- Arahan Singkat 1
Tulis ulang semua baris catatan di bawah ini, termasuk permintaannya. Geser setiap koordinat titik dalam jawaban dengan menambahkan -102 pada setiap angkanya.

- Teks Dokumen
┌──

Ekonom senior INDEF Faisal Basri, mengatakan kurangnya pasokan pangan, terlihat dari impor yang terus dilakukan untuk beberapa komoditas pangan. Padahal lahan pertanian Indonesia cukup luas.

Menurut Faisal Basri, impor  pangan Indonesia dari China cukup besar. Jangankan untuk bahan pangan pokok seperti beras, Faisal membeberkan Indonesia juga impor sayur dan buah dari China. Bahkan untuk sayur hampir 67,5%. Hal tersebut diperkuat pernyataan, Direktur Jenderal Hortikultura Kementerian Pertanian ( Kementan) Prihasto Setyanto mengatakan, angka tersebut didominasi oleh komoditas sayur-sayuran yang pasokannya memang masih perlu dibantu oleh impor, seperti bawang putih dan kentang industri..

Terlebih lagi yang juga miris Kementerian Koordinator Maritim dan Investasi (Kemenko Marves) mengatakan, terjadi kenaikan kebutuhan garam di 2020, yang tadinya hanya berkisar 3 juta – 4,2 juta ton kini menjadi 4,5 juta ton..

└──

- Arahan Singkat 2
Jawablah pertanyaan berikut berdasarkan teks tentang impor pangan di atas.
(a) Menurut Faisal Basri, berapa besar impor sayur Indonesia dari China?
(b) Komoditas apa yang disebut Prihasto Setyanto sebagai contoh sayuran yang pasokannya masih perlu dibantu oleh impor?
(c) Menurut Kemenko Marves, berapa kebutuhan garam pada 2020?

- Data Latihan Ini

┌──

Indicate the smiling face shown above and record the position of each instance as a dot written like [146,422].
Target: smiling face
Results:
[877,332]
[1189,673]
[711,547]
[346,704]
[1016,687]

└──

- Jawaban Lengkap 1
Indicate the smiling face shown above and record the position of each instance as a dot written like [146,422].
Target: smiling face
Results:
[775,230]
[1087,571]
[609,445]
[244,602]
[914,585]

- Jawaban Lengkap 2
(a) Hampir 67,5%.
(b) Bawang putih dan kentang industri.
(c) 4,5 juta ton.